▸ Written task 1:
From the article on the school budget request below, set down everything from "If Alamance County’s" down to "four previous years." word for word.

▸ Given passage:
Alamance-Burlington school board members seemed to have few qualms about a $49.1 million proposed county budget request for 2020-21, though several board members asked ABSS administrators this week to reconsider their spending priorities for the upcoming fiscal year.
If Alamance County’s commissioners were to approve the full, $49.1 million budget request, ABSS would receive an approximate increase of $3.3 million, or 7.2 percent, in county funding for the next fiscal year that begins on July 1.
ABSS has received an approximate average annual increase of $2.5 million, or 6.5 percent, in county funding for each of the last five fiscal years, based on the budget ordinances that Alamance County’s commissioners have adopted for current 2019-20 fiscal year and each of the four previous years.
“In total, we saw over $13 million [in] requests for new things,” ABSS finance director Jeremy Teetor told school board members during their work session Tuesday. “We compressed that for you to dissect; I couldn’t imagine us ever going to the county and saying, ‘We need $13 million.’” The administration invited school employees and parents of ABSS students to participate in several recent discussions whose input was used to develop the budget request, he said.
The proposed county budget request for ABSS includes $1.8 million in additional funding to cover existing expenses. The big-ticket expenses in “continuation budget needs” include: $550,000 to increase county supplements for teachers by ¼ of 1 percent; $405,000 to cover a state-mandated increase in employer matching contributions to the state’s retirement and health plan; $355,000 for locally-funded positions; and $200,000 in additional per-pupil funding for a new public charter school that is scheduled to open in August (see accompanying chart).

‘Arms race for teachers’
The local supplement, which teachers receive on top of their state-funded salary, currently averages 11.5 percent but would increase to 11.75 percent. The school system’s ranking for county-funded teacher supplements has improved from being 24th in the state in 2008-09 (when teacher supplements averaged $3,173 per year) to ranking 10th in the state in 2018-19 (when county-funded supplements averaged $4,817 per year), based on figures Teetor presented Tuesday.

▸ Data supplied:
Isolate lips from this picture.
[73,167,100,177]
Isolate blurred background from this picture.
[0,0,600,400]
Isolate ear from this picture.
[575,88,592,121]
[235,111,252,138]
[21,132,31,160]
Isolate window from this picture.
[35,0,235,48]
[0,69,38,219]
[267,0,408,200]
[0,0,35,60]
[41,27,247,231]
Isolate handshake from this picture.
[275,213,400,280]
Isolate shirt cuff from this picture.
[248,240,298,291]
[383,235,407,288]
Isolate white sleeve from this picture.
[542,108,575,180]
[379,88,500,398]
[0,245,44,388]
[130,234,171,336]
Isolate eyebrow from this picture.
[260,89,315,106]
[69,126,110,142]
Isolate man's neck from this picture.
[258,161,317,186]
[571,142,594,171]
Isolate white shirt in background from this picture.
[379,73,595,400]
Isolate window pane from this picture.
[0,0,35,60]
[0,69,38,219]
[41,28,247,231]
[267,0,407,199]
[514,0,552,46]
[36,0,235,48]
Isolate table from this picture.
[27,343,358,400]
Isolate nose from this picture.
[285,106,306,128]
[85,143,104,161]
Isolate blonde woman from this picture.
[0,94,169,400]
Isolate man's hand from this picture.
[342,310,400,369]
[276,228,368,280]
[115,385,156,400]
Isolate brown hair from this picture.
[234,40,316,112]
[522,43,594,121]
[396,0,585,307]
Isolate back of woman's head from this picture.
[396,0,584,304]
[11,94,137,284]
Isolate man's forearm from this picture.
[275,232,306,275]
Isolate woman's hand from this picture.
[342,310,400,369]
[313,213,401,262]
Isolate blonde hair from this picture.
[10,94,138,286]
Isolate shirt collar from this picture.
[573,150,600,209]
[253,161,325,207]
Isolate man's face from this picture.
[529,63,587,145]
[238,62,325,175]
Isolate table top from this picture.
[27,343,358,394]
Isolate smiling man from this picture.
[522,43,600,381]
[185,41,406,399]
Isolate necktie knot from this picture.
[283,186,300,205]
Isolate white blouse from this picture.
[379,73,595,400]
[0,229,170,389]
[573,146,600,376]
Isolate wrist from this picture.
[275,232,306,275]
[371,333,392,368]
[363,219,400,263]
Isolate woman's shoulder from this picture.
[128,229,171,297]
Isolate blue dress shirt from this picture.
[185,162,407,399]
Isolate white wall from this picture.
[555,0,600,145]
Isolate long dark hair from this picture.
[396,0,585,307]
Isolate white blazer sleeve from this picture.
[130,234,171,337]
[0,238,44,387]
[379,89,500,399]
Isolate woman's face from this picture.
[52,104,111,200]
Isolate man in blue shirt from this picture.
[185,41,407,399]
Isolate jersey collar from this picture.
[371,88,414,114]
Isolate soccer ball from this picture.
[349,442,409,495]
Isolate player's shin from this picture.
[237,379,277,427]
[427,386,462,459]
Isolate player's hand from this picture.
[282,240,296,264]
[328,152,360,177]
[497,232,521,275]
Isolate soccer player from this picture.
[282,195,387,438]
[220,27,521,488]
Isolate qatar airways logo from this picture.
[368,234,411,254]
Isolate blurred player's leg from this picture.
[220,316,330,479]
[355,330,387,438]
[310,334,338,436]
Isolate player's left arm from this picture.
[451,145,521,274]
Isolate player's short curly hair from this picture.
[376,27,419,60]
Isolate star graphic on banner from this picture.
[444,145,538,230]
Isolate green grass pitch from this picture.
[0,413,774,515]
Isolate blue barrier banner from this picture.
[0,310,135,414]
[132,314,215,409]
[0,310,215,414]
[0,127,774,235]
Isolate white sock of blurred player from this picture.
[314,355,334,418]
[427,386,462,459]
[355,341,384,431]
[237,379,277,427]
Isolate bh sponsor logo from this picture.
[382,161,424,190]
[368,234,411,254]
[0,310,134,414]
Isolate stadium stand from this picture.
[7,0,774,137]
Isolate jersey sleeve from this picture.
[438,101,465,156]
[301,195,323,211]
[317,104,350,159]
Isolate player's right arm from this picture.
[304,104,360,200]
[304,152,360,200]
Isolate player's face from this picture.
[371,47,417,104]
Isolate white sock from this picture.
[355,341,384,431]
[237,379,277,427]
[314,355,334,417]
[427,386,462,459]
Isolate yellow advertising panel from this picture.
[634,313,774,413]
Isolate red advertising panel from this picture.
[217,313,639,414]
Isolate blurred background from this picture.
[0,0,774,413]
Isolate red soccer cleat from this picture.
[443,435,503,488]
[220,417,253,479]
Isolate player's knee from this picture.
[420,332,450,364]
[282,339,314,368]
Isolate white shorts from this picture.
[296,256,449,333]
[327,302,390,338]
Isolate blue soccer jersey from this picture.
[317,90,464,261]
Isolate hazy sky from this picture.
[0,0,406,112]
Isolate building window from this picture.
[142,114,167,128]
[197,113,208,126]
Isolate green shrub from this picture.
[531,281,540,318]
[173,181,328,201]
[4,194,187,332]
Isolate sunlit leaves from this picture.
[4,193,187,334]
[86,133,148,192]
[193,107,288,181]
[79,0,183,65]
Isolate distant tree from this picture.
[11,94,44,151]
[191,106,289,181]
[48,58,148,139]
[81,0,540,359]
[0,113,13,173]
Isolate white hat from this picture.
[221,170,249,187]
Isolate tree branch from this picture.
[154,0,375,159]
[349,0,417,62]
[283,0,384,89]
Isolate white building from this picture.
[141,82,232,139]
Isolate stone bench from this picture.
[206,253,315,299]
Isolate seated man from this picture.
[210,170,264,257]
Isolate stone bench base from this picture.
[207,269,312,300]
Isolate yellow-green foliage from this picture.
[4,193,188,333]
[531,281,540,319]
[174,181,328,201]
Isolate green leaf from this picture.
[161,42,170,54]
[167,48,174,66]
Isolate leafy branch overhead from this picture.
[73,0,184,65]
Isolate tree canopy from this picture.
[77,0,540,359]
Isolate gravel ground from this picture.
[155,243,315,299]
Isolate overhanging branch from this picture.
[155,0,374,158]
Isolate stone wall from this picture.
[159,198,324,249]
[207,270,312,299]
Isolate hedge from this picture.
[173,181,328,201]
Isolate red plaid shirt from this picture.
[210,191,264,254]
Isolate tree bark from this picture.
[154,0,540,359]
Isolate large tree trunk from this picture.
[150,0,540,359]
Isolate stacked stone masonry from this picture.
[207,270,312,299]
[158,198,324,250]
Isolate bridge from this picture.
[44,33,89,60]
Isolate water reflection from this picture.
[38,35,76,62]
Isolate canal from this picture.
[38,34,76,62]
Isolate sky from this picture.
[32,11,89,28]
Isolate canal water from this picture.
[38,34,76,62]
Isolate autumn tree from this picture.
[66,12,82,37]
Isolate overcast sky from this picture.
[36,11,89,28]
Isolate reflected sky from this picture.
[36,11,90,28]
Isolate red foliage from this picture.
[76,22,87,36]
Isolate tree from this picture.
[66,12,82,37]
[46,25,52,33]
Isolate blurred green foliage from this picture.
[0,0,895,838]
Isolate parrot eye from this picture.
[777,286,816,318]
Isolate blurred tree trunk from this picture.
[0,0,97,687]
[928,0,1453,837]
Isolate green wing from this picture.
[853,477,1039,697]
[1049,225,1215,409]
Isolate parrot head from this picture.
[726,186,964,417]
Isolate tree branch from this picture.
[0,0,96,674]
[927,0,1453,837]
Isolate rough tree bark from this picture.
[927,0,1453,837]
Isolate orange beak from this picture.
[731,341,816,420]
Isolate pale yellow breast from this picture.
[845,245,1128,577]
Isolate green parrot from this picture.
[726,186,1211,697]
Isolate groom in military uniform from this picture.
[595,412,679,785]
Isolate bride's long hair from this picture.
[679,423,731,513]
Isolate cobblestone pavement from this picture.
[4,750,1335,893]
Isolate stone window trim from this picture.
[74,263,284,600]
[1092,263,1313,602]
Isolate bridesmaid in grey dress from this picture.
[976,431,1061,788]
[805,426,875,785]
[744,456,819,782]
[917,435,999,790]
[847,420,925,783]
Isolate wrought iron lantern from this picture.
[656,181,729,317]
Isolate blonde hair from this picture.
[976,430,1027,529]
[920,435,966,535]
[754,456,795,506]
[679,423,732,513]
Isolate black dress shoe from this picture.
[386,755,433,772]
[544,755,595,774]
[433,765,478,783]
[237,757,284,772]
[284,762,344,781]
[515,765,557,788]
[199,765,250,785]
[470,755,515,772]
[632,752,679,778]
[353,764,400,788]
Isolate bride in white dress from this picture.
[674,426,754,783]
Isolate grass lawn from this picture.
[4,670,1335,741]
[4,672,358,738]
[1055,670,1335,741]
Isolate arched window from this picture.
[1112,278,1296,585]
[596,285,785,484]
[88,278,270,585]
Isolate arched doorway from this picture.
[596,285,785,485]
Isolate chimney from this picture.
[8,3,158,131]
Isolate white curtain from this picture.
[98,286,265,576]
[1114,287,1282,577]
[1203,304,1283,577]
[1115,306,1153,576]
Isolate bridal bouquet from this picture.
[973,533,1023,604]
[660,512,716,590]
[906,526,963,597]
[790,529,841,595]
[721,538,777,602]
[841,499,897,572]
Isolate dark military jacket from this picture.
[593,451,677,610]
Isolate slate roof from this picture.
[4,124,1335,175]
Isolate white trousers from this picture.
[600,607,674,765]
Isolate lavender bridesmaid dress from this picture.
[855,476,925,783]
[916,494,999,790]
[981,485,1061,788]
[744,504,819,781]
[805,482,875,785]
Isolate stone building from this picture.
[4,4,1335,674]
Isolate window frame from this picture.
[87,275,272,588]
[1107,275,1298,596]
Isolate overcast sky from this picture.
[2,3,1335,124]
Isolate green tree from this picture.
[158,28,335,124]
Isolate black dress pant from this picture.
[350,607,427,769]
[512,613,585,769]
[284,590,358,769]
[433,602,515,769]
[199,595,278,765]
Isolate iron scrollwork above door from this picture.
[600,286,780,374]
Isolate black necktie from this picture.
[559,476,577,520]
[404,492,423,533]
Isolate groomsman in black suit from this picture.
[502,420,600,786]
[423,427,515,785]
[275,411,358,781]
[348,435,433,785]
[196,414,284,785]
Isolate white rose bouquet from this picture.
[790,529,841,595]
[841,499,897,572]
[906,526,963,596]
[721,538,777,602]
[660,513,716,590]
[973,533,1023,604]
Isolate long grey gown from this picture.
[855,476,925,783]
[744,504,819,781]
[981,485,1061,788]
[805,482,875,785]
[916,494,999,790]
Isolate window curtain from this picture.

▸ Written task 2:
Output everything in the records above from the line containing "Isolate star graphic" down to the line containing "[0,310,134,414]", both included, as a JSON list of strings with one string per line and blank lines left out.

▸ Final answer 1:
If Alamance County’s commissioners were to approve the full, $49.1 million budget request, ABSS would receive an approximate increase of $3.3 million, or 7.2 percent, in county funding for the next fiscal year that begins on July 1.
ABSS has received an approximate average annual increase of $2.5 million, or 6.5 percent, in county funding for each of the last five fiscal years, based on the budget ordinances that Alamance County’s commissioners have adopted for current 2019-20 fiscal year and each of the four previous years.

▸ Final answer 2:
[
  "Isolate star graphic on banner from this picture.",
  "[444,145,538,230]",
  "Isolate green grass pitch from this picture.",
  "[0,413,774,515]",
  "Isolate blue barrier banner from this picture.",
  "[0,310,135,414]",
  "[132,314,215,409]",
  "[0,310,215,414]",
  "[0,127,774,235]",
  "Isolate white sock of blurred player from this picture.",
  "[314,355,334,418]",
  "[427,386,462,459]",
  "[355,341,384,431]",
  "[237,379,277,427]",
  "Isolate bh sponsor logo from this picture.",
  "[382,161,424,190]",
  "[368,234,411,254]",
  "[0,310,134,414]"
]